**Instruction 1**.
List every line of the records below that contains the string "decorative", copying each line in full.

Music Mixing: The Beginner's Guide To Mixing [Part 1]
Jun 17, 2013Today I want to start a short multi-part series on mixing basics. It’s called The Beginner’s Guide To Mixing, but really it is the same guide (or path let’s say) for the advanced mixer. Every good mixer needs to keep these things in mind as they begin their work. So I see this guide as more of a course in foundational mixing concepts that will serve you well for years to come.
Step #1 – Monitoring Levels
Before you even begin to touch a thing in your DAW (Digital Audio Workstation) you’d be wise to set one thing in place: your monitoring levels. Basically, whether you are mixing in headphones or on speakers you need to set a specific (and consistent) volume level that will be your default mixing volume.
The slightest change in volume can affect how you hear your mix and cloud your decision making. So find the sweet spot on your volume knob and leave it there for most of the mix. What is the monitoring level sweet spot you ask? Simple, the best volume to mix at is the volume that is quiet enough to allow you to have a normal conversation with someone sitting close to you without having to raise your voice.
That’s probably quieter than you’re used to mixing at, but there are three good reasons to monitor at low levels: more accurate frequency response, fewer room reflections, and protection of your hearing.
Step #2 – Gain Staging
Once you’re monitoring volume is set, you’ll want to do one more boring bit of prep work. And that is setup proper gain staging of your tracks inside your DAW. Simply put, your tracks are likely to hot (i.e. too loud) and are taking up way to much headroom on your master fader. Your goal is to bring down the gain of all of your tracks so that by the time they compound at your main output pair, you have plenty of headroom on your mix buss.

**Instruction 2**.
Continue the beginner's mixing guide above from where it stops, before the records start.

**Materials provided**.

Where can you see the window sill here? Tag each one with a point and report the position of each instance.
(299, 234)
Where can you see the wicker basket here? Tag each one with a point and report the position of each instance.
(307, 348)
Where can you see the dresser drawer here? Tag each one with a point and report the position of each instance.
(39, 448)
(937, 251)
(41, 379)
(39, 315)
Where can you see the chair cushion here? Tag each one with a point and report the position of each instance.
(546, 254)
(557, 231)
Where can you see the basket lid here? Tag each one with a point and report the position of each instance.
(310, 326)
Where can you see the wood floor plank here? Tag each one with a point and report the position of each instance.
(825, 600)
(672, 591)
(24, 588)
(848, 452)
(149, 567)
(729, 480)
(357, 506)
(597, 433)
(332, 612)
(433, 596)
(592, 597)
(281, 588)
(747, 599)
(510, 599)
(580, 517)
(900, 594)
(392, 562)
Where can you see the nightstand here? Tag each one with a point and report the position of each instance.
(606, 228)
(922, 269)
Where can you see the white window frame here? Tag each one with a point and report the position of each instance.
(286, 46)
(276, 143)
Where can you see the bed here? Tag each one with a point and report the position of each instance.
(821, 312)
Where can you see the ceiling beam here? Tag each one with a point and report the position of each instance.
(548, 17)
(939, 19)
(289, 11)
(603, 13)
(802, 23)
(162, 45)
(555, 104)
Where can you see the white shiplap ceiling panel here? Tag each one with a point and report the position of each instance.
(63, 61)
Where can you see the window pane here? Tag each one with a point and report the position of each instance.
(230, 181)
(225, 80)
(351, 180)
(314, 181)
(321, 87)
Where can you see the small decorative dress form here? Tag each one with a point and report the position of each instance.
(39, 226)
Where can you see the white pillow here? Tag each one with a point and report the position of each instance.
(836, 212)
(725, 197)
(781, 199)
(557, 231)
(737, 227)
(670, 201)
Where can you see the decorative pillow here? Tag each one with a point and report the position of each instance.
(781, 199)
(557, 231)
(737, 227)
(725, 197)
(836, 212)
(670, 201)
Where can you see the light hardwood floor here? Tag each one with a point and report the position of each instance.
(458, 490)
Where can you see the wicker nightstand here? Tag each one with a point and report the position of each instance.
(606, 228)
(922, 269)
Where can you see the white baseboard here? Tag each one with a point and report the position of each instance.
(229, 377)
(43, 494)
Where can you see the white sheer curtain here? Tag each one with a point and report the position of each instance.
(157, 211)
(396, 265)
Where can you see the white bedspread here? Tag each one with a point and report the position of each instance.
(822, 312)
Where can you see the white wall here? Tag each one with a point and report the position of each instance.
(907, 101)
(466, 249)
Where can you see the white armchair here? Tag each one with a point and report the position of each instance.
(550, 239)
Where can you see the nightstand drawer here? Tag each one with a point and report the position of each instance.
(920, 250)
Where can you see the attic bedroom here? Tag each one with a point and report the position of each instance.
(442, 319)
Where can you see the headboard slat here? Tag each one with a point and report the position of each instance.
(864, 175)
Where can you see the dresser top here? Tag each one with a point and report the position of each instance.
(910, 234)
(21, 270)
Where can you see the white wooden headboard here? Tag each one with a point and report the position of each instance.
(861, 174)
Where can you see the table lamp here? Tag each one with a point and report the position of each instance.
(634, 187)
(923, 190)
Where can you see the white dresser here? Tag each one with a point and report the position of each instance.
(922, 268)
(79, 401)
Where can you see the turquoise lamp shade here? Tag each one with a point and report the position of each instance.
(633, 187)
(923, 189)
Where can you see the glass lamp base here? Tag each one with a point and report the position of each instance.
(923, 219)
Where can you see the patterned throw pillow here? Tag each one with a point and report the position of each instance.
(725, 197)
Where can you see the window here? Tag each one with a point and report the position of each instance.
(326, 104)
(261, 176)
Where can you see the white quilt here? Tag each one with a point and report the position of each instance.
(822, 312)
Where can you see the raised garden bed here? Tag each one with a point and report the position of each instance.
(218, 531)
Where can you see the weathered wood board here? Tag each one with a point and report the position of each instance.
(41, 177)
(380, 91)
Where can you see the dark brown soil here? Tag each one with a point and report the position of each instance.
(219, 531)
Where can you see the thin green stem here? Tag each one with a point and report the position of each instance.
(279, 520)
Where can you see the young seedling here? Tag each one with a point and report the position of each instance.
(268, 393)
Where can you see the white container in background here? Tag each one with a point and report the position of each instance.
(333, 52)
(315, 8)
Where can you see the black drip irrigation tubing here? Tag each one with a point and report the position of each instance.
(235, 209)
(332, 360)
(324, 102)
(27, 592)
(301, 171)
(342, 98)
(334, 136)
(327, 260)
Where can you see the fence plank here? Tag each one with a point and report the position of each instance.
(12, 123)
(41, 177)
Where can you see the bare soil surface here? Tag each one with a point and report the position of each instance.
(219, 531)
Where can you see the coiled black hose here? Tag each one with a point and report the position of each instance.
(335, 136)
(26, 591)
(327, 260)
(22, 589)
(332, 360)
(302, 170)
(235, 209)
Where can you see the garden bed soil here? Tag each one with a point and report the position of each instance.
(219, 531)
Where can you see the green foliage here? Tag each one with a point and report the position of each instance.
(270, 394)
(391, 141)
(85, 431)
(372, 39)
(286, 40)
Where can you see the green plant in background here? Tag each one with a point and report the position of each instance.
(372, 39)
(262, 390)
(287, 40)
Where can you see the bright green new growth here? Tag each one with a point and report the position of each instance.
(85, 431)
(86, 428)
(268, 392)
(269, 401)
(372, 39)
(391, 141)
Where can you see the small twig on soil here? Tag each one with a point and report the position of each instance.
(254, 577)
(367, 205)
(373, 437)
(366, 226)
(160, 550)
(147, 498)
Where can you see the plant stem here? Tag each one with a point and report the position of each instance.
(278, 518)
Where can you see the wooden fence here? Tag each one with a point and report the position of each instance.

**Exercise output 1**.
Where can you see the small decorative dress form here? Tag each one with a point and report the position of each instance.
Where can you see the decorative pillow here? Tag each one with a point and report the position of each instance.

**Exercise output 2**.
Headroom in the digital world is the name of the game. If your master fader is getting close to clipping you are in trouble. Digital clipping does not sound good. This however can be easily avoided by turning down your tracks. You can either do this with the actual volume faders as I show here, or you can drop in a few trim/gain plugins and do it before the actual fader as shown here. Also, simple clip based gain on the waveforms works just as well.
When you can play your track back in see around 25% to 50% of headroom on your master fader on average, you’re in the ballpark and are ready to get to mixing.
Step #3 – Track Volume
Our final step for today’s portion of The Beginner’s Guide To Mixing is potentially one of the most critical of them all. At this point in the process we want to establish each track’s ideal volume position, relative to the other tracks in the mix. You might have already done some of this in the previous step (as seen in those videos), but here is where you want to finalize the volume for every track.
Every track has an optimal volume fader position. Your job is to find it. This takes lots of repeated listening, in context of the mix of course. Your goal is to find that one volume spot for each track where it plays its role well and just about every part of the song. It won’t be perfect (i.e. you’ll likely need some volume automation down the road), but it will be 90% of the way there.
This one step is so critical because it not only is the majority of your mix’s sound, but it affects everything you do next with EQ, compression, effects, even automation. I honestly try and pretend that I have no plugins to use, only volume faders. This forces me to find the sweet spot for each track and make a compelling mix with no effects!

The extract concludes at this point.